YOUR GOAL
Rewrite all the items below, replacing every "that would help" with "that would be useful" and leaving everything else untouched.

[Excerpts of pointing data]
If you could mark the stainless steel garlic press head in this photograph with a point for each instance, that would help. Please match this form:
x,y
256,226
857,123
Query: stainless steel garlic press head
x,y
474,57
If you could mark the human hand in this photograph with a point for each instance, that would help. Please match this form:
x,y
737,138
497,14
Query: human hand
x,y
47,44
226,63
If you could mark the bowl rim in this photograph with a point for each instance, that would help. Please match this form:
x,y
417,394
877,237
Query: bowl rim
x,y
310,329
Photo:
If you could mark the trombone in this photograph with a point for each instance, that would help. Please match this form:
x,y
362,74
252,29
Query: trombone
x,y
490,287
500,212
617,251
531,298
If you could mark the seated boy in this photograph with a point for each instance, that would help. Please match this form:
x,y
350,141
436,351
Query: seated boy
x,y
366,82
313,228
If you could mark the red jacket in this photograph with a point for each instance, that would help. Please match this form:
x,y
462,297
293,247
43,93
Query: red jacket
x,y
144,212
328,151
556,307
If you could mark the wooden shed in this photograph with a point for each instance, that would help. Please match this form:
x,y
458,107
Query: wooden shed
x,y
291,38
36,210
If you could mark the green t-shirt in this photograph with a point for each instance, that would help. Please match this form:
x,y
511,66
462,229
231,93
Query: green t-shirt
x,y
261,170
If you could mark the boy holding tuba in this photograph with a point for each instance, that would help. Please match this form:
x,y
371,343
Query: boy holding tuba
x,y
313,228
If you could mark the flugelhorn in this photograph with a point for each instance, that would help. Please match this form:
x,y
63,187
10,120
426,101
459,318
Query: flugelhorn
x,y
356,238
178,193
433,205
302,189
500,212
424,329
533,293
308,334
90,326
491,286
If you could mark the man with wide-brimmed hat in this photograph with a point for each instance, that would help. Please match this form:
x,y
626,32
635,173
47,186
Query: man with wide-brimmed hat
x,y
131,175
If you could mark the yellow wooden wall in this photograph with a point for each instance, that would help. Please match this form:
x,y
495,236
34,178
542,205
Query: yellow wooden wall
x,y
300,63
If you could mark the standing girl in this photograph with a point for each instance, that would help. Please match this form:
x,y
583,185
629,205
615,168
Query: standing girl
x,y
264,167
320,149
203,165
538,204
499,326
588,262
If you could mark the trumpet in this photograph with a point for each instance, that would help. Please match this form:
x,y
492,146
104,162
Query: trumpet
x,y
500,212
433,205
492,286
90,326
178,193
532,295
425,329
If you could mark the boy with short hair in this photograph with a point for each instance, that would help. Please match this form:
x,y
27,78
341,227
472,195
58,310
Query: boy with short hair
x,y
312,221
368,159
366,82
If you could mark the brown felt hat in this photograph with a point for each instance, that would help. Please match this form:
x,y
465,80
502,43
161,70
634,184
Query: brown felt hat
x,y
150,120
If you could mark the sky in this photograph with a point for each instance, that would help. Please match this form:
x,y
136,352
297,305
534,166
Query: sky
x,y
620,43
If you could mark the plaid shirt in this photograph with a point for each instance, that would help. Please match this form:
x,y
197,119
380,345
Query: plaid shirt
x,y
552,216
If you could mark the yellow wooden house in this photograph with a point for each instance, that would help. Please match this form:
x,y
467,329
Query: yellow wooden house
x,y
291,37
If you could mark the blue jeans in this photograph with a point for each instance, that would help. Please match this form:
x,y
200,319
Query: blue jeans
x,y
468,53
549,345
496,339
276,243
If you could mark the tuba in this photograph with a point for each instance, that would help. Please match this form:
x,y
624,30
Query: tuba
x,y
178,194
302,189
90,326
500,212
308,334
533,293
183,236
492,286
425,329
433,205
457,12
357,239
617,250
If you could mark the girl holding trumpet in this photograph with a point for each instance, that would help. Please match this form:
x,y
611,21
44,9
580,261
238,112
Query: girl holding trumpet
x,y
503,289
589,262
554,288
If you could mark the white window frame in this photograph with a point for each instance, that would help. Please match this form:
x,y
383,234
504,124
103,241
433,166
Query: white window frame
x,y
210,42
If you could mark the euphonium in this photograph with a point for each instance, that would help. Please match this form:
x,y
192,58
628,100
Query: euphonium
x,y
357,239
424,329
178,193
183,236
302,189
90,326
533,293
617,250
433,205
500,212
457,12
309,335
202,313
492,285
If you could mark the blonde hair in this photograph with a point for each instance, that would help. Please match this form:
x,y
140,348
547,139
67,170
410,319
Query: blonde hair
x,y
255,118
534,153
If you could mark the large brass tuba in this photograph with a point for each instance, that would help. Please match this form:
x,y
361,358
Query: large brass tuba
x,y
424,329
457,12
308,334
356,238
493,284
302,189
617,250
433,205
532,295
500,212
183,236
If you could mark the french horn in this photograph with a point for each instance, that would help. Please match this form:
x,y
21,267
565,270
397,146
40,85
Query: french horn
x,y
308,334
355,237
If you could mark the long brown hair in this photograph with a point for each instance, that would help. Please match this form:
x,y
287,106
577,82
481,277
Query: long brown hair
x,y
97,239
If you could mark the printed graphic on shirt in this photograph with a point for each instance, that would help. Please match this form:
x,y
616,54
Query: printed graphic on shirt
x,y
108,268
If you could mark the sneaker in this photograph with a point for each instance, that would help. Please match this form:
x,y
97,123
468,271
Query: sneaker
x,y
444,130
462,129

ANSWER
If you could mark the stainless steel garlic press head in this photograph with a point for each instance, that would be useful. Please match this form:
x,y
256,226
857,123
Query: stainless steel garlic press head
x,y
474,57
If you could mark the human hand in this photograph with a point for each instance, that would be useful. Please match this form:
x,y
737,138
497,14
Query: human hand
x,y
47,44
226,63
If you could mark the bowl rim in this photograph with a point for each instance, that would be useful. Please match this form:
x,y
417,394
877,237
Query: bowl rim
x,y
310,329
Photo:
If you could mark the trombone in this photograph with a point for each instance, that would be useful. Please match this form:
x,y
362,74
252,29
Query: trombone
x,y
490,287
500,212
617,251
531,298
If you could mark the seated boy in this photograph with a point for each instance, that would be useful. Please match this form:
x,y
350,141
436,351
Query: seated boy
x,y
366,82
313,228
If you could mark the red jacket in this photograph with a point for each instance, that would be useful. Please match this form:
x,y
462,297
293,247
43,93
Query: red jacket
x,y
144,212
328,151
556,307
If you could mark the wooden shed in this photograph with a point for each instance, that would be useful. Please match this form:
x,y
458,107
Query: wooden shed
x,y
291,38
36,210
If you could mark the green t-shirt in this photograph with a point for each instance, that would be useful. Please match this form:
x,y
511,66
462,229
231,93
Query: green t-shirt
x,y
261,170
If you could mark the boy holding tuba in this photograph with a point for each instance, that would be useful. Please match this form:
x,y
371,343
Query: boy holding tuba
x,y
313,228
If you could mark the flugelhorn in this photograph with a point for each instance, that would be useful. Please match this form:
x,y
63,187
10,120
426,101
459,318
Query: flugelhorn
x,y
356,238
178,193
433,205
302,189
500,212
424,329
533,293
308,334
90,326
491,286
If you could mark the man with wide-brimmed hat in this photograph with a point for each instance, that would be useful. Please match this form:
x,y
626,32
635,173
47,186
Query: man with wide-brimmed hat
x,y
131,175
If you could mark the yellow wooden wall in this photograph with a point for each instance, that would be useful. Please match this form:
x,y
495,236
34,178
542,205
Query: yellow wooden wall
x,y
300,63
If you could mark the standing girl in this photograph with a point for each instance, that would be useful. Please match this form:
x,y
583,185
629,205
615,168
Query: standing girl
x,y
264,167
320,149
203,165
538,204
499,326
588,262
If you could mark the trumpet in this photograph with a point for each instance, that would be useful. Please match this form:
x,y
492,146
104,162
Query: trumpet
x,y
500,212
433,205
492,286
90,326
178,193
532,295
425,329
If you could mark the boy with short hair in this photograph with a point for each instance, that would be useful. Please match this form:
x,y
27,78
341,227
472,195
58,310
Query: boy with short hair
x,y
312,221
368,159
366,82
If you could mark the brown felt hat in this photograph with a point for each instance, that would be useful. Please match this form:
x,y
465,80
502,43
161,70
634,184
Query: brown felt hat
x,y
150,120
If you could mark the sky in this photograph with a point for each instance, that would be useful. Please match this form:
x,y
136,352
297,305
534,166
Query: sky
x,y
620,43
If you could mark the plaid shirt in this photograph with a point for each instance, that would be useful. Please match this form:
x,y
197,119
380,345
Query: plaid shirt
x,y
552,216
If you could mark the yellow wooden house in this photograph with a point for each instance, that would be useful. Please match this form:
x,y
467,329
Query: yellow wooden house
x,y
291,37
If you could mark the blue jeans in this photograph with a point for each instance, that would be useful. Please match this form:
x,y
200,319
Query: blue jeans
x,y
468,53
549,345
496,339
276,243
If you could mark the tuba in this photograph with a point for each instance, that would be useful. Please match this form:
x,y
624,30
Query: tuba
x,y
178,194
302,189
90,326
500,212
308,334
533,293
183,236
492,286
425,329
433,205
457,12
357,239
617,250
If you could mark the girl holding trumpet in this photograph with a point for each instance, that would be useful. Please match this form:
x,y
611,21
44,9
580,261
238,112
Query: girl holding trumpet
x,y
503,289
589,262
554,288
If you could mark the white window frame in this photograph with a point for each instance, that would be useful. Please match this form:
x,y
383,234
504,124
103,241
433,166
Query: white window frame
x,y
210,42
If you could mark the euphonium in this photograph with a point for each instance, that would be useful. Please match this form:
x,y
192,58
628,100
Query: euphonium
x,y
357,239
424,329
178,193
183,236
302,189
90,326
533,293
617,250
433,205
500,212
457,12
309,335
202,313
492,285
If you could mark the blonde hair in this photograph with a point for each instance, that would be useful. Please match this form:
x,y
140,348
547,139
67,170
410,319
Query: blonde hair
x,y
255,118
534,153
If you could mark the large brass tuba in this photograph with a point for each instance, that would be useful. Please match this form:
x,y
361,358
Query: large brass tuba
x,y
424,329
457,12
308,334
356,238
493,284
302,189
617,250
433,205
532,295
500,212
183,236
If you could mark the french horn in this photograph with a point for each instance, that would be useful. Please match this form:
x,y
21,267
565,270
397,146
40,85
Query: french horn
x,y
308,334
355,237
If you could mark the long brown hair in this photograph with a point for each instance, that would be useful. Please match this form:
x,y
287,106
577,82
481,277
Query: long brown hair
x,y
97,239
If you could mark the printed graphic on shirt in this photograph with a point for each instance, that would be useful. Please match this form:
x,y
616,54
Query: printed graphic on shirt
x,y
108,268
If you could mark the sneaker in this photograph with a point for each instance, that would be useful. Please match this form:
x,y
97,123
468,271
Query: sneaker
x,y
444,130
462,129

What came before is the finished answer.